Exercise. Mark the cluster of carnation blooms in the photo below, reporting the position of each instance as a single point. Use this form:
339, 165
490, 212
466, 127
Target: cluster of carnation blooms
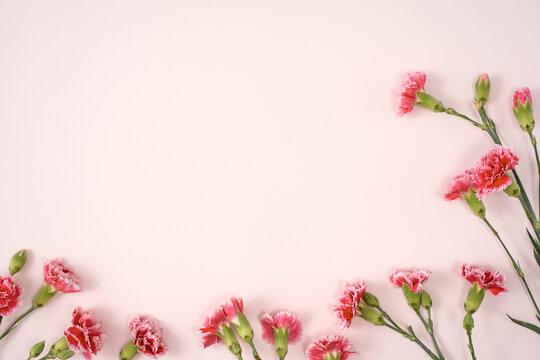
85, 334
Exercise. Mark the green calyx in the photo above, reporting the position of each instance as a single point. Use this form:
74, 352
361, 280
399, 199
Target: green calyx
476, 206
475, 296
429, 102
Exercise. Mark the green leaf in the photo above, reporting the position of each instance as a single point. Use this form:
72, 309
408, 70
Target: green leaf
527, 325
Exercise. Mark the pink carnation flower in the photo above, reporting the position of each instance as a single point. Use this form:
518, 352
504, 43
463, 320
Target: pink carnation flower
10, 295
213, 324
490, 279
348, 303
490, 174
284, 320
61, 277
522, 96
147, 335
412, 83
412, 278
460, 184
333, 347
85, 334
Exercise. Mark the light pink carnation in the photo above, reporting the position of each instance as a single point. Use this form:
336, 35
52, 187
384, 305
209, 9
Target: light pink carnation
284, 320
147, 335
412, 278
10, 295
347, 307
490, 173
60, 276
460, 184
329, 347
492, 280
412, 83
522, 96
212, 324
85, 334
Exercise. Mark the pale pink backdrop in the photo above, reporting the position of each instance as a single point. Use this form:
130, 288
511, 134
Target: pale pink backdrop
180, 152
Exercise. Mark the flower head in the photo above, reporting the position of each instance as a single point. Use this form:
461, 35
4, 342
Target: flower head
85, 334
492, 280
10, 295
412, 83
61, 277
412, 278
348, 303
460, 185
147, 335
284, 321
490, 173
332, 347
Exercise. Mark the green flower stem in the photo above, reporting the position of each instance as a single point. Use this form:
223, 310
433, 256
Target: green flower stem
254, 351
471, 347
16, 321
409, 335
429, 329
515, 264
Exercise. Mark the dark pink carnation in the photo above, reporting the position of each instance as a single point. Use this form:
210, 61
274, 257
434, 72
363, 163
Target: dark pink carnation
329, 347
412, 278
412, 83
492, 280
490, 173
212, 324
10, 295
147, 335
460, 184
348, 302
522, 96
284, 320
85, 334
60, 276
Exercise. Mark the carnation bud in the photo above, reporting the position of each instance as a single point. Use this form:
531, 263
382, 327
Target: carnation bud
474, 298
468, 322
371, 315
281, 342
425, 300
128, 351
413, 299
243, 328
429, 102
370, 299
229, 338
477, 206
513, 190
43, 296
37, 349
523, 109
17, 262
481, 88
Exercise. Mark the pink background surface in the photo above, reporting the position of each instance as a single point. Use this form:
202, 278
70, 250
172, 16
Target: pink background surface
180, 152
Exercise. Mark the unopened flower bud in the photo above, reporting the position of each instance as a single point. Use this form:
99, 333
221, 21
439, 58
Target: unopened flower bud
523, 109
371, 315
513, 190
429, 102
128, 351
481, 93
43, 296
17, 262
37, 349
477, 206
468, 322
425, 300
413, 298
370, 299
474, 298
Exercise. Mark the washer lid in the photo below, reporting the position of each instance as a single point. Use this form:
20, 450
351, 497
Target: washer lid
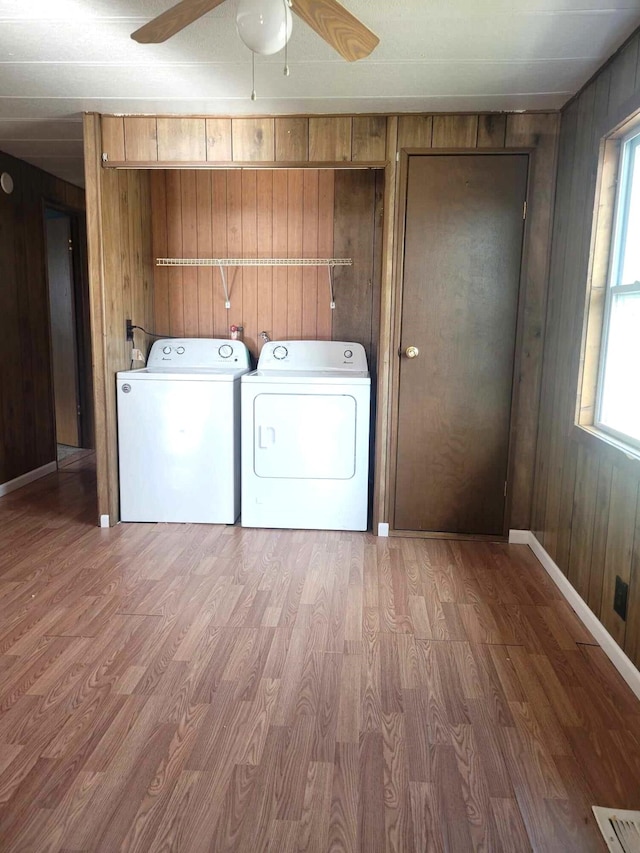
346, 357
309, 377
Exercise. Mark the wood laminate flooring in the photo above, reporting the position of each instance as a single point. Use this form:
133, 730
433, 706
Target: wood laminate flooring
209, 688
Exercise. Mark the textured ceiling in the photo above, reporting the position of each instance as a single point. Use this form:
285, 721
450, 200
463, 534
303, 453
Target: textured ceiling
59, 58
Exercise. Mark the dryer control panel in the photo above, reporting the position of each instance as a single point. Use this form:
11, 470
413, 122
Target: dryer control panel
343, 356
189, 353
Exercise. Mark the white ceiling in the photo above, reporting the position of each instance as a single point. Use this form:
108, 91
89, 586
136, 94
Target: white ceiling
59, 58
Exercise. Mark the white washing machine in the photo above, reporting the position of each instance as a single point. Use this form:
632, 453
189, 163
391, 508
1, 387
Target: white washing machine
179, 432
305, 437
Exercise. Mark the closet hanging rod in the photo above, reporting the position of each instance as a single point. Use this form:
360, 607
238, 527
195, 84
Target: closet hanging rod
253, 262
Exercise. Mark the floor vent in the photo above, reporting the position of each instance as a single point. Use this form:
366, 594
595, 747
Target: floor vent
620, 828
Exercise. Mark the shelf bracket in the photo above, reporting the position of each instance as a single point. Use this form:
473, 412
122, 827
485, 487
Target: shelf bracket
332, 303
223, 276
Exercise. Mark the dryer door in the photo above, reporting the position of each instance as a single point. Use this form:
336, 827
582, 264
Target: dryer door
305, 436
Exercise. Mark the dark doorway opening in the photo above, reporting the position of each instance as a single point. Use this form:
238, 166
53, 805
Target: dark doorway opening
69, 330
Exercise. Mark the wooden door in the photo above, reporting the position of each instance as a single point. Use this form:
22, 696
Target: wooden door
462, 254
64, 354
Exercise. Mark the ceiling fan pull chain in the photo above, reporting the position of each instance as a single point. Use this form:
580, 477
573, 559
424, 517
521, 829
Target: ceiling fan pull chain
285, 5
253, 75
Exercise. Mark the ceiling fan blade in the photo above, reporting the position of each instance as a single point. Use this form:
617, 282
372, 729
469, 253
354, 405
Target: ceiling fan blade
173, 20
339, 28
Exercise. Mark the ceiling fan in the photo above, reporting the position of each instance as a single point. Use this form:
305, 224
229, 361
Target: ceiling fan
331, 21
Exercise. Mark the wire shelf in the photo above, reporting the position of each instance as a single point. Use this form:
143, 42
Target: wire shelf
253, 262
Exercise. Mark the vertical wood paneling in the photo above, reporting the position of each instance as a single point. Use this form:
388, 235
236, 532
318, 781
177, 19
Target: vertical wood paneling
491, 131
204, 249
539, 132
122, 199
620, 533
189, 250
369, 138
310, 250
254, 213
279, 328
160, 247
327, 248
264, 249
356, 290
174, 250
220, 249
113, 137
292, 140
330, 139
141, 138
253, 139
235, 275
415, 131
249, 212
295, 195
600, 510
455, 131
182, 140
218, 139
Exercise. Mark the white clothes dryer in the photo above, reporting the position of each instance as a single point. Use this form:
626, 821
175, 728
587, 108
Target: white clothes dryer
179, 432
305, 437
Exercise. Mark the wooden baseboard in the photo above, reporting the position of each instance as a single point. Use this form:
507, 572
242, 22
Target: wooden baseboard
616, 655
29, 477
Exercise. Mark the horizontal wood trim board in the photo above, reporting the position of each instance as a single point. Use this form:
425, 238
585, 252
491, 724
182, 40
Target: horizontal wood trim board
229, 165
616, 655
461, 537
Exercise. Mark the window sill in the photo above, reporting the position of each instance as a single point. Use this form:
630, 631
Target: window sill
602, 442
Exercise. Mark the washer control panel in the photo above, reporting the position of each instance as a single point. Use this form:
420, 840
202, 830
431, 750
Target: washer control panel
198, 353
342, 356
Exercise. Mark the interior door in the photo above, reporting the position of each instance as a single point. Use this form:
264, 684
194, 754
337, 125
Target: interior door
63, 328
462, 255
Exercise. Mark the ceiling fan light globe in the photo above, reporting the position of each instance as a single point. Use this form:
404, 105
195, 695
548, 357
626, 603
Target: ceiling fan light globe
264, 25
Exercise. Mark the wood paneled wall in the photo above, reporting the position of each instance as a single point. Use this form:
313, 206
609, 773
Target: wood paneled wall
267, 214
153, 141
243, 214
121, 274
538, 133
27, 429
586, 506
196, 144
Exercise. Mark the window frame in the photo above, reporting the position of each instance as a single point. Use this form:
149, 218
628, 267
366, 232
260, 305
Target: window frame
629, 147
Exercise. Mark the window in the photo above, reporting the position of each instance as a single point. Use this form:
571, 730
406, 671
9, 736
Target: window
618, 399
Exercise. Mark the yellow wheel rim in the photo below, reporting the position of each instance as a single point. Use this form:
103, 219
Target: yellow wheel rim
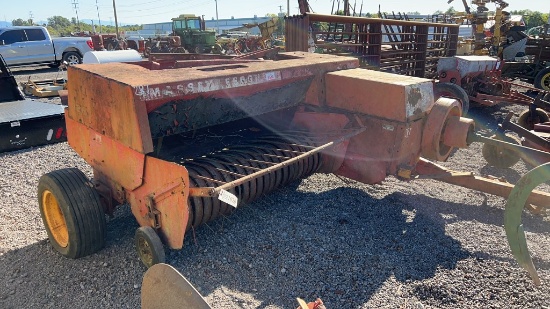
545, 82
55, 220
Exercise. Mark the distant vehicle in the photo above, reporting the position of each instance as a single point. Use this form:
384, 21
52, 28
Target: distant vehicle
24, 45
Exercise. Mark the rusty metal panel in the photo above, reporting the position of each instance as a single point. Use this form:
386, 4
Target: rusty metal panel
162, 201
380, 94
121, 117
133, 90
112, 158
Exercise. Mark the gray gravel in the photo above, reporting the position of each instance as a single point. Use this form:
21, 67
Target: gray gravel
419, 244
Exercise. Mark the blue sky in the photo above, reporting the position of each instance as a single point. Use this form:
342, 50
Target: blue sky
153, 11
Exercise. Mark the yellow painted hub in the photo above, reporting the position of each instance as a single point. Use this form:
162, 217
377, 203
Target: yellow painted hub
55, 220
545, 82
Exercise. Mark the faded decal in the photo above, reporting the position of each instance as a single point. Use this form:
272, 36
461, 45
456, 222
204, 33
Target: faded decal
149, 93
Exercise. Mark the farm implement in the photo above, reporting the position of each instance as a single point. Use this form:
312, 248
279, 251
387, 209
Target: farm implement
184, 142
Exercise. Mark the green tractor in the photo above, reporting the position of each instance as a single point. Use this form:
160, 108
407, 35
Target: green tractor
194, 37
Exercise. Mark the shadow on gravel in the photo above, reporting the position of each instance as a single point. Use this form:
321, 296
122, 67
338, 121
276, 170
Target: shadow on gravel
341, 245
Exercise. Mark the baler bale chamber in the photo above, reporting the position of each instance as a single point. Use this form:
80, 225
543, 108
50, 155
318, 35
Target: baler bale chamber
185, 142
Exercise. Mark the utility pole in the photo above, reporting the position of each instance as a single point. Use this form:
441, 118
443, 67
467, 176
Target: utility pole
75, 6
217, 21
116, 21
99, 19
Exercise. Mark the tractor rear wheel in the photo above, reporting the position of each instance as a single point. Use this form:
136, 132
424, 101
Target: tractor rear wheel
453, 91
499, 156
542, 80
527, 120
72, 213
149, 246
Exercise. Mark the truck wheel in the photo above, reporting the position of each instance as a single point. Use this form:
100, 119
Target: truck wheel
72, 213
528, 121
72, 58
499, 156
542, 80
453, 91
149, 246
198, 49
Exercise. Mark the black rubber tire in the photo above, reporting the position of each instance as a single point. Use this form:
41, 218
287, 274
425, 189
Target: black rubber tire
72, 58
82, 212
149, 246
453, 91
542, 80
498, 156
528, 122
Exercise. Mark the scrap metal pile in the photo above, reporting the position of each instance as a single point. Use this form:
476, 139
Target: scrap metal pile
184, 142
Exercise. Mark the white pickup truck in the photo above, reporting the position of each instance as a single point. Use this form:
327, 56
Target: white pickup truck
25, 45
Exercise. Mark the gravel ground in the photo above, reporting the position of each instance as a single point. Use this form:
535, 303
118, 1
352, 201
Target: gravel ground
419, 244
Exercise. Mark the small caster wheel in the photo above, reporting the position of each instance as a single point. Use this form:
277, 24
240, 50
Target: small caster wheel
149, 246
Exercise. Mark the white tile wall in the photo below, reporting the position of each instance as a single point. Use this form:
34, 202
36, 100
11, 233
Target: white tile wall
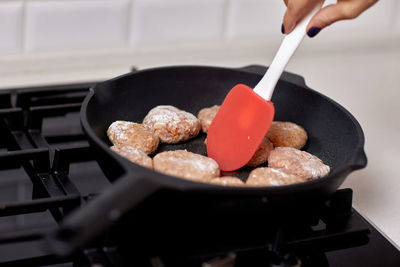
377, 18
396, 17
254, 18
10, 27
42, 30
176, 21
66, 25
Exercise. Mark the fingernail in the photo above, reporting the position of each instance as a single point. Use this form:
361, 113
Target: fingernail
313, 31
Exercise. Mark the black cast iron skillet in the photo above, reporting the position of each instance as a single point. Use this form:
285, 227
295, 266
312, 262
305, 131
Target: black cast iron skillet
334, 136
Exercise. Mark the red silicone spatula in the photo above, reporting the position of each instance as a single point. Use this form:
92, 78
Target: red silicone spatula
246, 115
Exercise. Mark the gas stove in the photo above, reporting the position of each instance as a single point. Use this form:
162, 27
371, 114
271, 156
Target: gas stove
48, 169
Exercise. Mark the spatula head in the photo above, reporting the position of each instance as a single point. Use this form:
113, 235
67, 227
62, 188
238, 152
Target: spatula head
239, 127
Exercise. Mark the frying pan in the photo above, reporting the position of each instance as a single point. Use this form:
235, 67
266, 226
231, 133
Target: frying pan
335, 136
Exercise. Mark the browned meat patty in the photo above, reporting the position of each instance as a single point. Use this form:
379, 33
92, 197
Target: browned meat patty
185, 164
133, 134
171, 124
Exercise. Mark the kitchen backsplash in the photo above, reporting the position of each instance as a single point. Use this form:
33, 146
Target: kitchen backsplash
76, 32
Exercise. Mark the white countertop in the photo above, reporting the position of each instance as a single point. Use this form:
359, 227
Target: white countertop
366, 82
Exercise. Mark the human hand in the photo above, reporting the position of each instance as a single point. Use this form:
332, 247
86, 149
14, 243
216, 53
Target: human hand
342, 10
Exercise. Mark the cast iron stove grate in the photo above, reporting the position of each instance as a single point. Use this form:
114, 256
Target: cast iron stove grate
47, 169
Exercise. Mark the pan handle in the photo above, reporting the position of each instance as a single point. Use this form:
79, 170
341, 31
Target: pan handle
85, 224
286, 76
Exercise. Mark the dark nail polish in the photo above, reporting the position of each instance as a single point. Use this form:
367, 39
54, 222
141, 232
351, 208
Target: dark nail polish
313, 31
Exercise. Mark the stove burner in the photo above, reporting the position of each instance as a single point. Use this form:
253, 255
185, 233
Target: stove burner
48, 169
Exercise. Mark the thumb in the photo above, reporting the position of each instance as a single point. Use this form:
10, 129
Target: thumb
332, 13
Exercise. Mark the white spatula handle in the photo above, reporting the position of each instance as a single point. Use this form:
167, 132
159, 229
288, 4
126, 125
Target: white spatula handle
267, 84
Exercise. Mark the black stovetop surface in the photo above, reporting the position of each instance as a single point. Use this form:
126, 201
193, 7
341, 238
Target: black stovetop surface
47, 169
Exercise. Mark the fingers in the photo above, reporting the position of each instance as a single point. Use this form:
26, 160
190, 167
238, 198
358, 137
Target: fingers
296, 10
345, 9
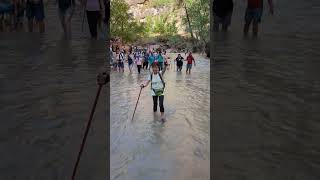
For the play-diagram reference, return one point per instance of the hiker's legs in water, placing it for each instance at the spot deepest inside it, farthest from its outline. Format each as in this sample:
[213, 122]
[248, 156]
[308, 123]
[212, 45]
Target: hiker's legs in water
[216, 23]
[68, 21]
[255, 29]
[39, 16]
[63, 21]
[161, 99]
[30, 25]
[155, 103]
[93, 17]
[139, 68]
[226, 22]
[248, 20]
[29, 15]
[256, 21]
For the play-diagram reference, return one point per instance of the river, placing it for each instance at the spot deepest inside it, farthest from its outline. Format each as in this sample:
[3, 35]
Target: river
[145, 148]
[47, 89]
[266, 96]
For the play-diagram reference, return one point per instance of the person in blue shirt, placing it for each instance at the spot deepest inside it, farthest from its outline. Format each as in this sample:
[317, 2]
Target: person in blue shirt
[151, 59]
[160, 61]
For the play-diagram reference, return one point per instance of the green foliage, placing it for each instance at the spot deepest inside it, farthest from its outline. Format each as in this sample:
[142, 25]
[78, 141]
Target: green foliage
[199, 16]
[121, 22]
[160, 3]
[160, 25]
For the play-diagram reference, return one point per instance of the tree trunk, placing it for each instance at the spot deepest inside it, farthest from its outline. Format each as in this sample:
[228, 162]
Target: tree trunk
[188, 19]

***

(Exercise)
Reproduce the material from the line with "the river, placing" through the end, changing "green foliage" to "leafy canopy" and leaving everything else unchanged.

(Output for this task)
For the play-diagram reference, return one point per instance of the river, placing it for each instance at the spot deepest inside it, farthest from its outline. Format each as in this sample:
[3, 35]
Target: river
[145, 148]
[47, 89]
[266, 96]
For the play-diagram reference, return one point per instance of the person in blue shirt, placing it for each instance at the spot deepest inside it, farthest from its outline. Format each as in this sample:
[317, 2]
Target: person in blue shirt
[151, 59]
[160, 61]
For the play-diagram reference, return one point per instance of the leafy canopy, placing it for each instance at the spot deepest inside it, farthest from its outline. Format each as in this sample:
[142, 25]
[78, 141]
Target: leafy canopy
[199, 16]
[121, 22]
[160, 3]
[160, 25]
For the play-diagram reference, return one point per instance of the tree trunk, placing it for each instance at the spot deepest inside it, farthest from its outline. Format each as in this sample:
[228, 162]
Target: tree trunk
[188, 19]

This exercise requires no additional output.